(Records provided Opens)

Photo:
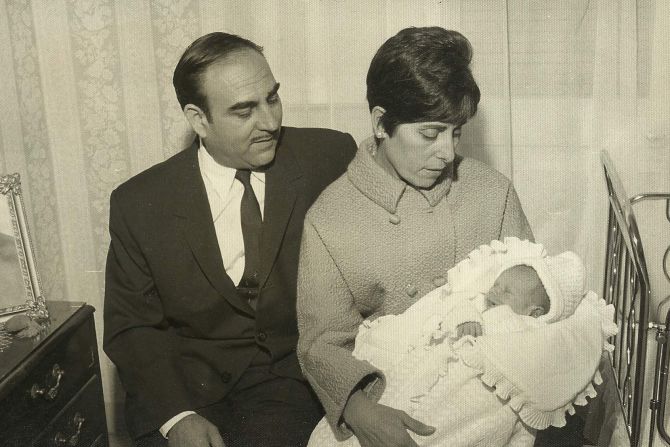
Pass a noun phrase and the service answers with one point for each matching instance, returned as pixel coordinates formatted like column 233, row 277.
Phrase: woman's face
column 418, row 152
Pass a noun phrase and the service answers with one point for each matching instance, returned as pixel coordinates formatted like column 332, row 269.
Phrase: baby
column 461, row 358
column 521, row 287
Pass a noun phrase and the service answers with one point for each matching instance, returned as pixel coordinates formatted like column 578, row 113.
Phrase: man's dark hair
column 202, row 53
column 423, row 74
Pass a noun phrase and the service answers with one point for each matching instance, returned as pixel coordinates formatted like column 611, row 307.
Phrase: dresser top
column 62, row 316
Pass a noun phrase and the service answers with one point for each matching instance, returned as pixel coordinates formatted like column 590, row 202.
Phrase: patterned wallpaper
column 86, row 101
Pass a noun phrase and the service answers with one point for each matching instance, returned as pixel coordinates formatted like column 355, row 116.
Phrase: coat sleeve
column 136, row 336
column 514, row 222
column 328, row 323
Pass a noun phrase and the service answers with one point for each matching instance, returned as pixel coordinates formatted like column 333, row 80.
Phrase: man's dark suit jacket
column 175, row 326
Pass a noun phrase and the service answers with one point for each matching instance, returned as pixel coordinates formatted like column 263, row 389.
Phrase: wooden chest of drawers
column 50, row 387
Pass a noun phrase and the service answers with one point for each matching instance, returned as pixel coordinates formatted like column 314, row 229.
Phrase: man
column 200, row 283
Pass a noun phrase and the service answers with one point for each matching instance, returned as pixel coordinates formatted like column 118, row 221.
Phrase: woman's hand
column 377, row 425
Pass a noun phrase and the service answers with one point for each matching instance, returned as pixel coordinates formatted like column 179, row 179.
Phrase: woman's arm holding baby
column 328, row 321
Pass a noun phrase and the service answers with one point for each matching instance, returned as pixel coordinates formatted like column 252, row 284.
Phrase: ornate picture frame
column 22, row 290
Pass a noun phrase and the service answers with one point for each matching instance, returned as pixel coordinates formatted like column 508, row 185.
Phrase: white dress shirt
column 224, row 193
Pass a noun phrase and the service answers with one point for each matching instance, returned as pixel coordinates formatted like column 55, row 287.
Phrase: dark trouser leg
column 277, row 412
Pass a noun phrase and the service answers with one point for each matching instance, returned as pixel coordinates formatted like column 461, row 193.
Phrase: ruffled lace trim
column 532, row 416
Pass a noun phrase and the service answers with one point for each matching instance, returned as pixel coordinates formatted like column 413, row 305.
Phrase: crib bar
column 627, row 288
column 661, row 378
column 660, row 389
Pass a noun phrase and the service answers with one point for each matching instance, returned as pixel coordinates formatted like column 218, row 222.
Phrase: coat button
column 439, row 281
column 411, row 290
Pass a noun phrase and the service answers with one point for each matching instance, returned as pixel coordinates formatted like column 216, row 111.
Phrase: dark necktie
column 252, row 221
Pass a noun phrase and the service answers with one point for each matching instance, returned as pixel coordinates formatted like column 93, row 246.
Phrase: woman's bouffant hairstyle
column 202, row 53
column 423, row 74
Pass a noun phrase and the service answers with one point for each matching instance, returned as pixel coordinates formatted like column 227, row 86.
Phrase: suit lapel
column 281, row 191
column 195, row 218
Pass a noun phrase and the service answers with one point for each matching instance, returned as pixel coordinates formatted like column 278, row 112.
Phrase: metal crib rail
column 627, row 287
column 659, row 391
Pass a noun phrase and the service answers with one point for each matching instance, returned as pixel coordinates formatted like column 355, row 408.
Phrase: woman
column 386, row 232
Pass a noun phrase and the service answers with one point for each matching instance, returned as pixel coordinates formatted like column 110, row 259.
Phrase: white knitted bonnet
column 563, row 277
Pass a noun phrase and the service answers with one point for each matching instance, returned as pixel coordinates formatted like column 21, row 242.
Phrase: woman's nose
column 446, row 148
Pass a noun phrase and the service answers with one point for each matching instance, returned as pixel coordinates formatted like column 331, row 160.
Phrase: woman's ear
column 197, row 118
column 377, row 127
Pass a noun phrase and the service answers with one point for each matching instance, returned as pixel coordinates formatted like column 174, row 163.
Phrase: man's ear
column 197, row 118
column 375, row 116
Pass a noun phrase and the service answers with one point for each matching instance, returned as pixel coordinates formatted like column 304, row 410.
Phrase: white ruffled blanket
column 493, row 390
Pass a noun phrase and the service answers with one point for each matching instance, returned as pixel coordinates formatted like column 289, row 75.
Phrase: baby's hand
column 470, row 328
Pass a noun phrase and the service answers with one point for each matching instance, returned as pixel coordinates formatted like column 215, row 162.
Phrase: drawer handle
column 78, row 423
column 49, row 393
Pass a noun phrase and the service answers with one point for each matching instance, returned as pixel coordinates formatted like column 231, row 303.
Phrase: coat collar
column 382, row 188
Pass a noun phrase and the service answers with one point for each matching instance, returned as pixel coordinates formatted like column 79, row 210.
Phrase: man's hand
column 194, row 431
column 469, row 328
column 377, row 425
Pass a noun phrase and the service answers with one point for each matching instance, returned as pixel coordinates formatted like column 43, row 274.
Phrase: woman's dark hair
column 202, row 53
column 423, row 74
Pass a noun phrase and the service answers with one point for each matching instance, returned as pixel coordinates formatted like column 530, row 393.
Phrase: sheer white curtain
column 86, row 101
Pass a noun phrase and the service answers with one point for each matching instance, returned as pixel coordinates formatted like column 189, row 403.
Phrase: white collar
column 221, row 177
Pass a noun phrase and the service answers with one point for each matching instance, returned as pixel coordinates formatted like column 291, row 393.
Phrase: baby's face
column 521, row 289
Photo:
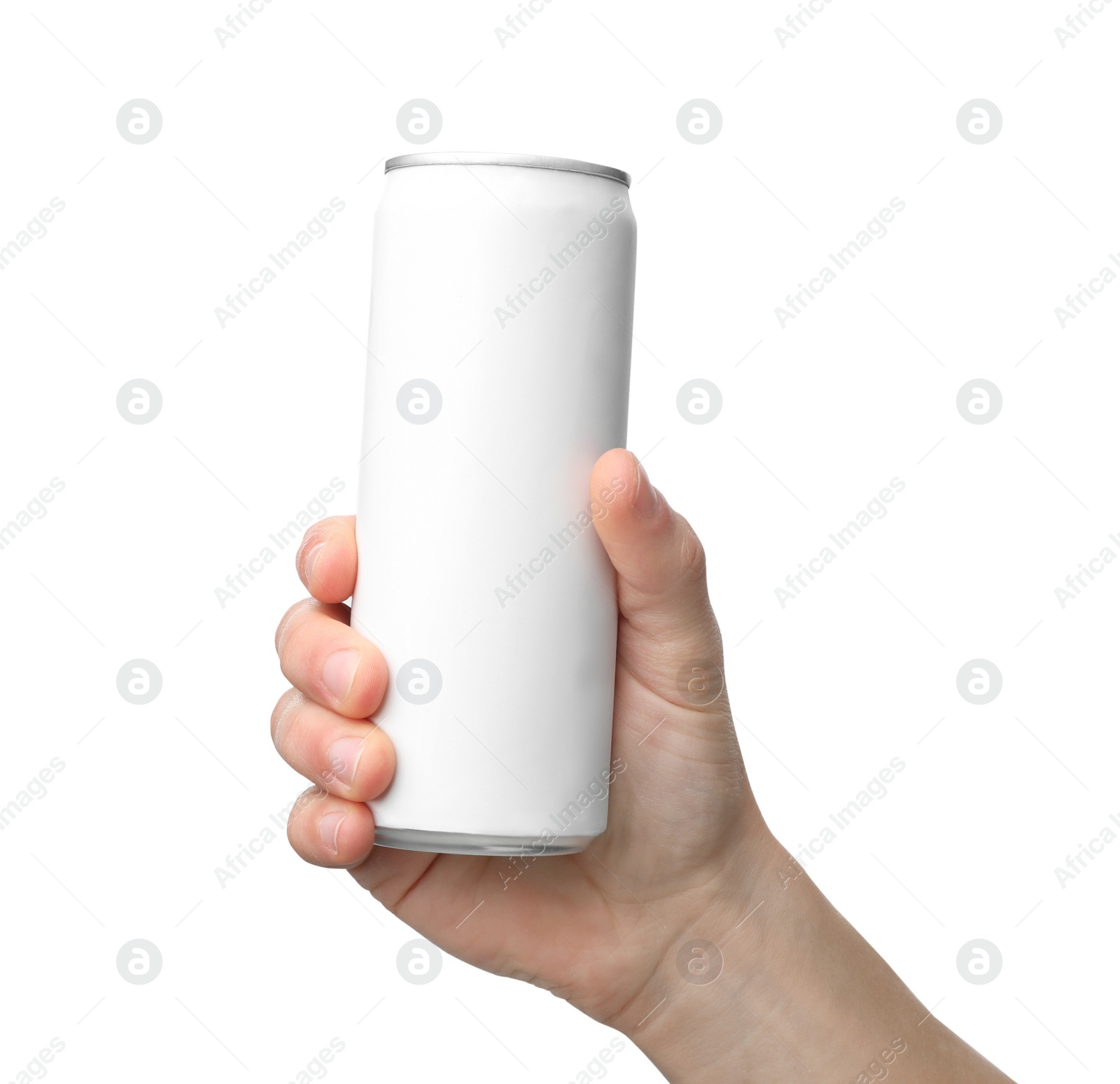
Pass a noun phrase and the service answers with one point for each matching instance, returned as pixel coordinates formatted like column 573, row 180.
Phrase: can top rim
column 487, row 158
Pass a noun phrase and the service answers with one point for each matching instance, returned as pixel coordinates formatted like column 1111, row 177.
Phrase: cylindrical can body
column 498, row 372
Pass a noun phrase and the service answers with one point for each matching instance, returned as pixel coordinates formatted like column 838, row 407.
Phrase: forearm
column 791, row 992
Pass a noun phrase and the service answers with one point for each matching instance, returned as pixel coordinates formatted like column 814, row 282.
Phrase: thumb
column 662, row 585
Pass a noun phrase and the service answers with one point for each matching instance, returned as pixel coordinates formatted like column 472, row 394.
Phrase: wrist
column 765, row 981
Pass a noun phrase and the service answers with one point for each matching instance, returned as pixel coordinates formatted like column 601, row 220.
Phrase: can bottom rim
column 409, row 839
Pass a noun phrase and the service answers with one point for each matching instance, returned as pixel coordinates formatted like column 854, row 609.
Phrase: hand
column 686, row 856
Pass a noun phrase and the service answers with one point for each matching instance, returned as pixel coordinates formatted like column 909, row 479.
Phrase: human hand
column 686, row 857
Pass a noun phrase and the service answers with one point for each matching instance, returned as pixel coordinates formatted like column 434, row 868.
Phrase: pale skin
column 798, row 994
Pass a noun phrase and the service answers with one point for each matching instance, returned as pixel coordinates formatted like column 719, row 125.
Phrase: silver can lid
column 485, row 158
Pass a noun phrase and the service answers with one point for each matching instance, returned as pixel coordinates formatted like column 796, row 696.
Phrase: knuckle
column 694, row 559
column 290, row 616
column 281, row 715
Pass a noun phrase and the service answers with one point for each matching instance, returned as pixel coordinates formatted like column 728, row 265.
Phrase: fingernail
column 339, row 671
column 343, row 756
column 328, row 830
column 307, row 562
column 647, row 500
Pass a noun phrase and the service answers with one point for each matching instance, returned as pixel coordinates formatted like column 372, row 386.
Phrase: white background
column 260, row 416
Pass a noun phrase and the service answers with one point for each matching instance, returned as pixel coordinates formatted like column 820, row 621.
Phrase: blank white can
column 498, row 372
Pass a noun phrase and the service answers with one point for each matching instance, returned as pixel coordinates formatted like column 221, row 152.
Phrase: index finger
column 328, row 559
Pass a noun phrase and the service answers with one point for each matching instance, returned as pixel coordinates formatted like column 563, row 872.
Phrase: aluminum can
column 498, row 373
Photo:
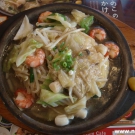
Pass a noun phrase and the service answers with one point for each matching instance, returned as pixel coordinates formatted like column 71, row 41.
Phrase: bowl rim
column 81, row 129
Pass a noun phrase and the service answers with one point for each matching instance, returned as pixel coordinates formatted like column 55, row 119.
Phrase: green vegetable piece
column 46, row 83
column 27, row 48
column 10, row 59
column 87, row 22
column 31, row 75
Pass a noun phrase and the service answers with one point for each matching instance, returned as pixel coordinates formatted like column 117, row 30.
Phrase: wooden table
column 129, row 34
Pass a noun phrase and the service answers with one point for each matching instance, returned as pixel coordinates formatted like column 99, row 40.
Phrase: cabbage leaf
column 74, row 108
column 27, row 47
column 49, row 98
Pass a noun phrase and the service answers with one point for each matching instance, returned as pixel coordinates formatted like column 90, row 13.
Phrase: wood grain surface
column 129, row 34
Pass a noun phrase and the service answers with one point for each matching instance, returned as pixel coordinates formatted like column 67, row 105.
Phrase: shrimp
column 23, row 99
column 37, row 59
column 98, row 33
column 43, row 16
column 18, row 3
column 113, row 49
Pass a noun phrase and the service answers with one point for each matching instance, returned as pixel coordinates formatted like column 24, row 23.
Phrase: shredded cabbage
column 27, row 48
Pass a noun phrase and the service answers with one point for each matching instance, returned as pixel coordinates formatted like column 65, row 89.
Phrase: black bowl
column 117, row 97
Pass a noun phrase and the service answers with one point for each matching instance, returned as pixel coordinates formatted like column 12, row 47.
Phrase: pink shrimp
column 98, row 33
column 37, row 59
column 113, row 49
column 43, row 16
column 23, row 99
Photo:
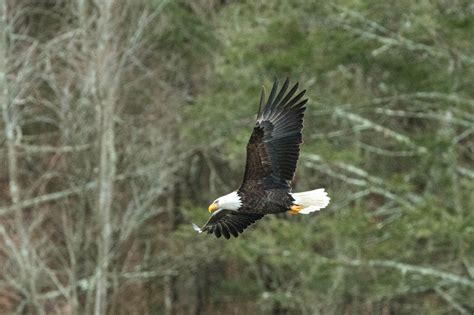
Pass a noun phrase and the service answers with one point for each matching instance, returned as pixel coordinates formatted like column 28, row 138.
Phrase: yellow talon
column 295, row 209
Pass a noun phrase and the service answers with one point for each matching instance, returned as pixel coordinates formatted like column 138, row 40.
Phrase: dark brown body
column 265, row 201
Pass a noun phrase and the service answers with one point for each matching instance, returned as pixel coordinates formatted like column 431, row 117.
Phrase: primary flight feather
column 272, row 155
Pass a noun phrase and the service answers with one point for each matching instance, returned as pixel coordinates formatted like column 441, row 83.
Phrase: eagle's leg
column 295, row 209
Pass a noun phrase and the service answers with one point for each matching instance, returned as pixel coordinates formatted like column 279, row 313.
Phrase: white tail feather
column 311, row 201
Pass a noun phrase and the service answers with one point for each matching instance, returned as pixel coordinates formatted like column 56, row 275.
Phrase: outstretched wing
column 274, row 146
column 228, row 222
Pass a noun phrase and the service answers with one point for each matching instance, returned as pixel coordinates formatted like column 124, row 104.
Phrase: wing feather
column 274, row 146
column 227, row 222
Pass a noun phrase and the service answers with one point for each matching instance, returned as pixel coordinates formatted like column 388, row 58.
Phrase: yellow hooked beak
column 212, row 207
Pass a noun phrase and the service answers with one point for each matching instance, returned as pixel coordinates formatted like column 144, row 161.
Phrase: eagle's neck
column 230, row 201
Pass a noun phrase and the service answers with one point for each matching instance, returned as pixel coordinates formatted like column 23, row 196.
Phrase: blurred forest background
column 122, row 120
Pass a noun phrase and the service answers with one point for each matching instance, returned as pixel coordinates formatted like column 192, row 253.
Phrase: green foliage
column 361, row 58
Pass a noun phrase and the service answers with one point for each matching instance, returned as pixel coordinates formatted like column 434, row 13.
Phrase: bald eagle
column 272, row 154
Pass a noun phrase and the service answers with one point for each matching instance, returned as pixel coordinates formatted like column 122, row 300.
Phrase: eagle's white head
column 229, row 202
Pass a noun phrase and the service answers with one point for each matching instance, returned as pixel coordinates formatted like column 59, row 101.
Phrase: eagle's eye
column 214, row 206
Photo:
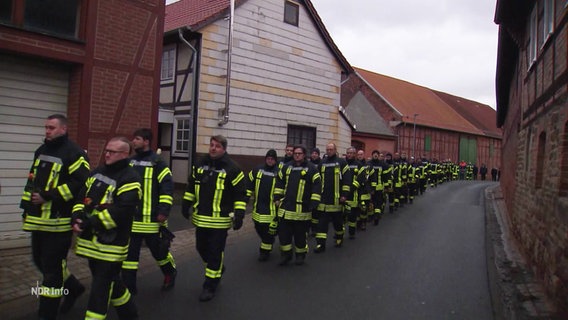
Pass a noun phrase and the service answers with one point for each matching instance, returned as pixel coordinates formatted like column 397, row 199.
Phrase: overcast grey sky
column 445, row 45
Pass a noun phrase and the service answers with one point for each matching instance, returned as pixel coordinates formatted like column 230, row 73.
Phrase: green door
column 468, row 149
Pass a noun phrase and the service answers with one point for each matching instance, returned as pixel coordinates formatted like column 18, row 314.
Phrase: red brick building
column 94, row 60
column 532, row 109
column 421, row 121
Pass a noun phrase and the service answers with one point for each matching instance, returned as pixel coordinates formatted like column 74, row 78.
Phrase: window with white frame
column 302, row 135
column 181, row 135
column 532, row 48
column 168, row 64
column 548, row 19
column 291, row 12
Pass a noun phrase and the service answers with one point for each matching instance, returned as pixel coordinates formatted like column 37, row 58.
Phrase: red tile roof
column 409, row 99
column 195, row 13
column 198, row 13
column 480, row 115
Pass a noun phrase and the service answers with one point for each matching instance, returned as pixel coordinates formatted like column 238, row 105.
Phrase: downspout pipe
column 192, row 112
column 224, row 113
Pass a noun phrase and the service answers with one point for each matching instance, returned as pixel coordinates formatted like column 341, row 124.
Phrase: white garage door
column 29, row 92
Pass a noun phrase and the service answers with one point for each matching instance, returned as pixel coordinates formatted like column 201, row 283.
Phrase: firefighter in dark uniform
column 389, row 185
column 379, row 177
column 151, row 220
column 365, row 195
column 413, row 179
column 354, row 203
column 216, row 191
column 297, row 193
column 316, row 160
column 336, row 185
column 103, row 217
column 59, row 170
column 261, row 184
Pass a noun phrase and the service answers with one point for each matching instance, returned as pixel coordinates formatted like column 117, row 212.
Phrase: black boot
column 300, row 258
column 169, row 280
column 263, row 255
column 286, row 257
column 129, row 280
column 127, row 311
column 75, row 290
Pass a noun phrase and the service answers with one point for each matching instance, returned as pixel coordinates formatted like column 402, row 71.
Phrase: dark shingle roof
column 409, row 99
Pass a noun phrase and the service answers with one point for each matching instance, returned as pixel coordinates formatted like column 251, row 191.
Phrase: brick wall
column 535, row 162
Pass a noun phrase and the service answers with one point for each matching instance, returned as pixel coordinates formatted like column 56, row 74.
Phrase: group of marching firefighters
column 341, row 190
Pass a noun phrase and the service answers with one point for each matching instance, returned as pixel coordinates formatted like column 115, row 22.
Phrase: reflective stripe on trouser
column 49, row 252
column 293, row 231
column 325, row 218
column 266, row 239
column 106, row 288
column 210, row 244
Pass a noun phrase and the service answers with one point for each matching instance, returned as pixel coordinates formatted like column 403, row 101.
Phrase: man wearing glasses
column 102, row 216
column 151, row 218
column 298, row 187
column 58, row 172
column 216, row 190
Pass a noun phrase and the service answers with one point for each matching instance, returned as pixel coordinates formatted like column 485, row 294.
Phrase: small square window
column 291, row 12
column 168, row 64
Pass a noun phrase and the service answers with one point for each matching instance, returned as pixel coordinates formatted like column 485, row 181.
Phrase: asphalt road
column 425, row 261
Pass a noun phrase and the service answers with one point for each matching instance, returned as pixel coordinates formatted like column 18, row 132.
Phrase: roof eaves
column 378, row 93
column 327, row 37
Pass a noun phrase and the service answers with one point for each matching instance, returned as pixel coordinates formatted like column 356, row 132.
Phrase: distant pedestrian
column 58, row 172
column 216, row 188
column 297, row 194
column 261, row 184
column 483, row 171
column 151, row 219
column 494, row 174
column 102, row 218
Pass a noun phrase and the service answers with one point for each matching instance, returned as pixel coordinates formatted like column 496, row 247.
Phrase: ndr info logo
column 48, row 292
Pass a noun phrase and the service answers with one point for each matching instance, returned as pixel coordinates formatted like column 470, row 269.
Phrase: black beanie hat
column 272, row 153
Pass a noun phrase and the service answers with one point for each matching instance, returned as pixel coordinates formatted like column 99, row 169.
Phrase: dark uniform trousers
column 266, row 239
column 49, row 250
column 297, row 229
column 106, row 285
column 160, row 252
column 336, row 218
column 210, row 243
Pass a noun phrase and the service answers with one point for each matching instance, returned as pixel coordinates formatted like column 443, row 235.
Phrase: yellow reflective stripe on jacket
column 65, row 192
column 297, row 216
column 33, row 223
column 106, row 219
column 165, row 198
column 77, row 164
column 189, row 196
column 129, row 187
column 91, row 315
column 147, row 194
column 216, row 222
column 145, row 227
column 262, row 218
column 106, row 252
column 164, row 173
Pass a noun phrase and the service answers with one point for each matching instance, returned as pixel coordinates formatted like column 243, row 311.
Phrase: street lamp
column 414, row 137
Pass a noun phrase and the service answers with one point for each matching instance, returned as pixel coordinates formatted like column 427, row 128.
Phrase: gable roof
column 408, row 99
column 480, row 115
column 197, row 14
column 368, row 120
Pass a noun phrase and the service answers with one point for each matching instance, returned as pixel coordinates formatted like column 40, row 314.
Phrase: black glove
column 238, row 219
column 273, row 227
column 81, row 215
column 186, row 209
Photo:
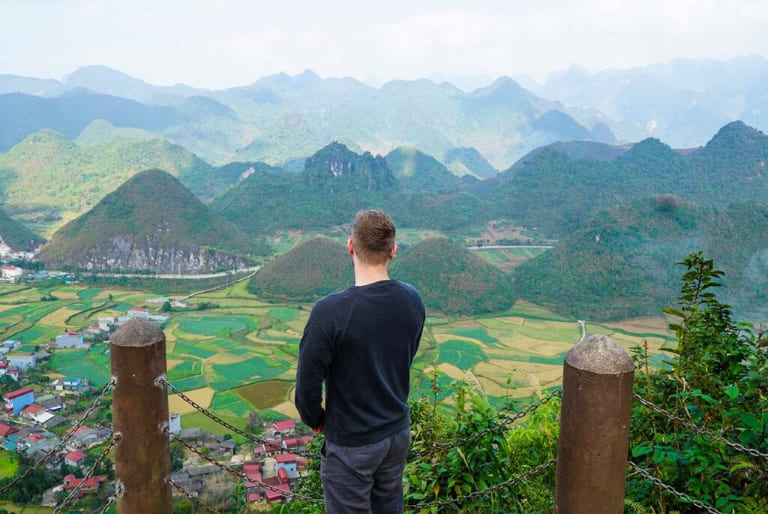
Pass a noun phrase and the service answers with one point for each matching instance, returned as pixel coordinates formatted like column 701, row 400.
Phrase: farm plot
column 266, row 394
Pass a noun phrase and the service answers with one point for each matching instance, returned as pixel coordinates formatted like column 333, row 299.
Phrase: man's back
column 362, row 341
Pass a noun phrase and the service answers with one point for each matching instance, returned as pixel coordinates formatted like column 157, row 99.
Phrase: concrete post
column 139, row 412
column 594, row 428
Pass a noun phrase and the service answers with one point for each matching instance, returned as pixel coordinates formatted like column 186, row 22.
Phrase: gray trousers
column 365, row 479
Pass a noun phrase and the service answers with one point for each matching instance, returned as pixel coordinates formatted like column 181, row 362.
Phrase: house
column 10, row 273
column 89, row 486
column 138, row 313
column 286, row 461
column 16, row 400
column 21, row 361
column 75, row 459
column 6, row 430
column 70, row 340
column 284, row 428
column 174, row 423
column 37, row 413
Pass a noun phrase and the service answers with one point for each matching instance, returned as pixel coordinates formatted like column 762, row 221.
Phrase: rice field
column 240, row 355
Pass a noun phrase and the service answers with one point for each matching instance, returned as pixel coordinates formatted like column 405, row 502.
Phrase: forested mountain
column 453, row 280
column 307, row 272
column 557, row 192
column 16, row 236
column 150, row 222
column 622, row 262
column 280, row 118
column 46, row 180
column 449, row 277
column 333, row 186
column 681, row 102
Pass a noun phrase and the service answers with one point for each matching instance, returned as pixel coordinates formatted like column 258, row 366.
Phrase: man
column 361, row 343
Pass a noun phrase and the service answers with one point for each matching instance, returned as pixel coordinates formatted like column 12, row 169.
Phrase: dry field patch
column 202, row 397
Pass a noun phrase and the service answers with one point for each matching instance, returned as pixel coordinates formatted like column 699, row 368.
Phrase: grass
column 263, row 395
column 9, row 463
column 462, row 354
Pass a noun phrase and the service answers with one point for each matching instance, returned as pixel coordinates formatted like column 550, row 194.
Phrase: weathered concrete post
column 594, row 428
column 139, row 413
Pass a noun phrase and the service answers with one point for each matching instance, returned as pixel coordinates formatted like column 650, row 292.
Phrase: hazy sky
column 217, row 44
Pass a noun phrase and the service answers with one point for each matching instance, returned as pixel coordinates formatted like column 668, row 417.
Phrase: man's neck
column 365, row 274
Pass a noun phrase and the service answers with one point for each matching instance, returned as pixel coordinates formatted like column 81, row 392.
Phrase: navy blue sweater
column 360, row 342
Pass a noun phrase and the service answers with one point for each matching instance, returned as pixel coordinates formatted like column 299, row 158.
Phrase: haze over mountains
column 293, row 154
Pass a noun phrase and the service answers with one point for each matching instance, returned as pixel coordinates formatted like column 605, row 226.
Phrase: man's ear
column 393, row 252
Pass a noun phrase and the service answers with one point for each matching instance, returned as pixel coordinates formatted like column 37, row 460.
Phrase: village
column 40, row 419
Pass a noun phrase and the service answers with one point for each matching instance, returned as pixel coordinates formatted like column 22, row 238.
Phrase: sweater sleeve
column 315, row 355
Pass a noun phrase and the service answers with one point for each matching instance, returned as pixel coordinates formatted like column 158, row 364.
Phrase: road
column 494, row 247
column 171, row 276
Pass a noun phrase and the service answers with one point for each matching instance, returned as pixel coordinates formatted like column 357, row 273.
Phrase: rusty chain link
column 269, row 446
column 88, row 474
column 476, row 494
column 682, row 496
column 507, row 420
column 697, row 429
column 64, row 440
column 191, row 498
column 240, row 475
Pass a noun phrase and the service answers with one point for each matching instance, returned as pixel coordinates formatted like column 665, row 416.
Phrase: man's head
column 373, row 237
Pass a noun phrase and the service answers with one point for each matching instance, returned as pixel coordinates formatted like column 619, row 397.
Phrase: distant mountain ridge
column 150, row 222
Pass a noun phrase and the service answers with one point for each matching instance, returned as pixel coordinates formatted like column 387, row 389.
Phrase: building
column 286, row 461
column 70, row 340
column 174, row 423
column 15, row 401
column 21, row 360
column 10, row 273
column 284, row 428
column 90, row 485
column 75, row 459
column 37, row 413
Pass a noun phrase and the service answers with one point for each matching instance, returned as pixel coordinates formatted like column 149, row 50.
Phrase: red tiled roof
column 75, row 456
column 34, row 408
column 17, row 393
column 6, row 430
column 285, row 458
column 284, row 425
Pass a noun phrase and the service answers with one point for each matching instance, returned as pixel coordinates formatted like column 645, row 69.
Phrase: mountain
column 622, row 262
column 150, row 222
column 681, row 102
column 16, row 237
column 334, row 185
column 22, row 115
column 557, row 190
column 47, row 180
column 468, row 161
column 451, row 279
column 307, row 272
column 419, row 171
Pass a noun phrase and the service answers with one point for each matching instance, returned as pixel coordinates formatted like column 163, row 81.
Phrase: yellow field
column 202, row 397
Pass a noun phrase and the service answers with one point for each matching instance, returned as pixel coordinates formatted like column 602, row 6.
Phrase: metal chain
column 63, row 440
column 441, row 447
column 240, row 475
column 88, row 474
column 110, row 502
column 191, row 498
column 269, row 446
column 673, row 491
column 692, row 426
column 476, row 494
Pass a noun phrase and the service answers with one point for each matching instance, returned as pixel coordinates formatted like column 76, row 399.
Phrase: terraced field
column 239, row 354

(Records provided Closes)

Work instruction:
Taking the line with "Phrase: rusty chain link" as the first and the line with "163, row 81." as the last, retype that stretch of the data above exactly, with no other lines.

Exercise result:
Phrase: rusty chain link
column 269, row 446
column 88, row 474
column 476, row 494
column 682, row 496
column 507, row 420
column 697, row 429
column 64, row 440
column 191, row 498
column 240, row 475
Pass a noun phrase and the service answers with one point for each matching instance, returned as pixel coordinates formatted like column 665, row 416.
Phrase: man's head
column 373, row 237
Pass a noun phrase and the service answers with one point for each matching instance, returned as pixel coordinates formatted like column 619, row 397.
Phrase: distant mountain ridge
column 150, row 222
Pass a noun phrase and the service answers with one point for each matching instance, returned as pixel coordinates formatted like column 387, row 389.
Phrase: building
column 286, row 461
column 70, row 340
column 174, row 423
column 15, row 401
column 21, row 360
column 10, row 273
column 284, row 428
column 90, row 485
column 75, row 459
column 37, row 413
Pass a noun phrase and the service answers with one point for each matching instance, returned as pixel coordinates formatted like column 149, row 50.
Phrase: red tiled roof
column 75, row 456
column 34, row 408
column 17, row 393
column 6, row 430
column 285, row 458
column 284, row 425
Pass a noun phrase and the service answers with one point for each matching instance, returned as pixel coordinates formatted like column 645, row 69.
Phrase: mountain
column 622, row 262
column 150, row 222
column 681, row 102
column 16, row 237
column 334, row 185
column 22, row 115
column 557, row 190
column 47, row 180
column 468, row 161
column 451, row 279
column 307, row 272
column 419, row 171
Pass a noun phrase and the service answers with one point for each matching instance, returned as pixel coordinates formatted like column 163, row 81.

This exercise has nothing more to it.